Being an avid redditor (lurker) myself, I’ve always wondered how unique certain subreddits are. For the uninitiated, subreddits are equivalent to sub-topics of a message board. As an example, the r/Singapore subreddit would cover all or most discussions about Singapore and can range from the fascinating to the truly … strange.
On the topic of subreddits, i’m a sucker for reading into ‘juicy’ subreddits that have posts spanning interpersonal relationships. It’s not uncommon for a random internet stranget to spill their heart out and treat other strangers as their ‘aunt agony’. Interestingly, there exists two similar subreddits relationship
and confessions
.
Wouldn’t it be cool if, on the basis of historical posts, we can develop a method to differentiate between r/relationships or r/confessions subreddit? Well, we can - and it is pretty straightforward!
Using common approaches in Natural Language Processing (NLP) - an increasingly popular Data Science topic - this post will go through some of the key steps invovled in this process. More importantly, it is to share an easily generalisable methodology that can be used on other subreddits as well.
A caveat, however, is that this method is constrained to text-based subreddits which only have text in their posts. Posts with images are not going to be used as it is outside of the scope of this post.
Table of Contents
Importing our libraries
import numpy as np
import requests
import pandas as pd
import time
import random
import regex as re
import matplotlib.pyplot as plt
from nltk.corpus import stopwords # Import the stop word list
from nltk.stem import WordNetLemmatizer
from nltk import word_tokenize
from sklearn.metrics import classification_report, roc_curve
from sklearn.feature_extraction.text import CountVectorizer, TfidfVectorizer
from sklearn.pipeline import Pipeline
from sklearn.model_selection import train_test_split, GridSearchCV, cross_val_score
from sklearn.linear_model import LogisticRegression
from sklearn.naive_bayes import MultinomialNB, BernoulliNB, GaussianNB
from sklearn.neighbors import KNeighborsClassifier
import warnings
from psaw import PushshiftAPI
# After the imports
warnings.filterwarnings(action='ignore')
Data Acquisition
Scrap data using the PushShiftAPI to extract more than 1000 posts per subreddit to overcome Reddit’s imposed limitation.
%time
api = PushshiftAPI()
confessions = pd.DataFrame(list(api.search_submissions(subreddit='confessions',
filter=['author','title','subreddit','selftext'],
limit=5000)))
relationships = pd.DataFrame(list(api.search_submissions(subreddit='relationships',
filter=['author','title','subreddit','selftext'],
limit=5000)))
# store the scrapped data.
confessions.to_csv('./data/confessions.csv')
relationships.to_csv('./data/relationships.csv')

Complete the following
A – Answer these questions about the subreddit classification post:
(i) What value is passed as the limit when searching each subreddit?
(ii) Which posts are left out as outside the scope of the post?
(iii) From which package is PushshiftAPI imported?
B – Please rewrite the subreddit classification post starting at "Wouldn’t it be" and ending at "is pretty straightforward!", with "cool" swapped for "useful".
C – Write the next part of the subreddit classification post, picking up right after its last line.

Collected data entries
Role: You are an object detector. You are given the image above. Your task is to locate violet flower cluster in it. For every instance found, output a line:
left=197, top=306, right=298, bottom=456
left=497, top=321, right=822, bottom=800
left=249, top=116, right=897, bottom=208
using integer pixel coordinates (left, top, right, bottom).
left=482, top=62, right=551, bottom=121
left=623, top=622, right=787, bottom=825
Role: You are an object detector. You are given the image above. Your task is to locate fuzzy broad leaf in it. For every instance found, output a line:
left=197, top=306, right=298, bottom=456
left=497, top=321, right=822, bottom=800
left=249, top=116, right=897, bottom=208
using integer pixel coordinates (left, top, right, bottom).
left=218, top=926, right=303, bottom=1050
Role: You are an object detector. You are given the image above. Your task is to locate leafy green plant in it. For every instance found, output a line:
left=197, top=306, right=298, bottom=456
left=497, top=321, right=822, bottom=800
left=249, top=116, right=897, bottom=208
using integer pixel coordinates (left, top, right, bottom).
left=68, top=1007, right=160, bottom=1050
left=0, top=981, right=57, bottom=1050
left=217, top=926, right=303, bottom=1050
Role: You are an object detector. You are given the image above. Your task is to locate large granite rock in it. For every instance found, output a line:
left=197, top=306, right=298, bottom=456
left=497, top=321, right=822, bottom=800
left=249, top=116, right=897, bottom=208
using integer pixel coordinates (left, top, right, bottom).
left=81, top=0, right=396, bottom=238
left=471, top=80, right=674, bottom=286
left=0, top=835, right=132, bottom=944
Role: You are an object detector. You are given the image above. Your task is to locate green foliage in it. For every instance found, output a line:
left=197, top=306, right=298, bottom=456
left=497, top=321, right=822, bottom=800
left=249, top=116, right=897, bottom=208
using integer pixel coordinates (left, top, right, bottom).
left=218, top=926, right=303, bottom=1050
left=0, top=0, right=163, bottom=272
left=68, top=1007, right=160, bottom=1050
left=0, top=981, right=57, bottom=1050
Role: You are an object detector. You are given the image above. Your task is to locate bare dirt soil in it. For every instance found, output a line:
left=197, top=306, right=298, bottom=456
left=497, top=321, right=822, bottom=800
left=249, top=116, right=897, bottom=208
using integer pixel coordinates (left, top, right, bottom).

Answers given
A –
(i) 5000
(ii) Posts with images
(iii) psaw

B –
Wouldn’t it be useful if, on the basis of historical posts, we can develop a method to differentiate between r/relationships or r/confessions subreddit? Well, we can - and it is pretty straightforward!

C –
Data Cleaning
We create a filter_columns
function that filters out the title, self text and subreddit name (our target)
We use the .count()
function in our DataFrame object to understand the class balance of our dataset. Ideally, we want the number of entries of type confessions and/or relationships to be the same.
def filter_columns(df):
columns_to_retain = ['title','selftext','subreddit','author']
return df[columns_to_retain]
df_relationships_clean = filter_columns(df_relationships)
df_conf_clean = filter_columns(df_confessions)
`
display(df_relationships_clean['title'].count())
display(df_conf_clean['title'].count())
Below is a sample of our data:
df_relationships_clean.head()
title | selftext | subreddit | author | |
---|---|---|---|---|
0 | Hi I'm here to find my friends without anybody... | NaN | relationships | 0100100001010000 |
1 | My (M31) mind might be broken when i thi k abo... | [removed] | relationships | obviousThrowaway274 |
2 | How do I (26m) apologize to my ex (25f) in a d... | Long story short, we broke up 4 months ago and... | relationships | Throwitallaway73734 |
3 | Do you believe it's better to solve an argumen... | [removed] | relationships | EvenKealed |
4 | Am i broken? | [removed] | relationships | obviousThrowaway274 |
df_conf_clean.head()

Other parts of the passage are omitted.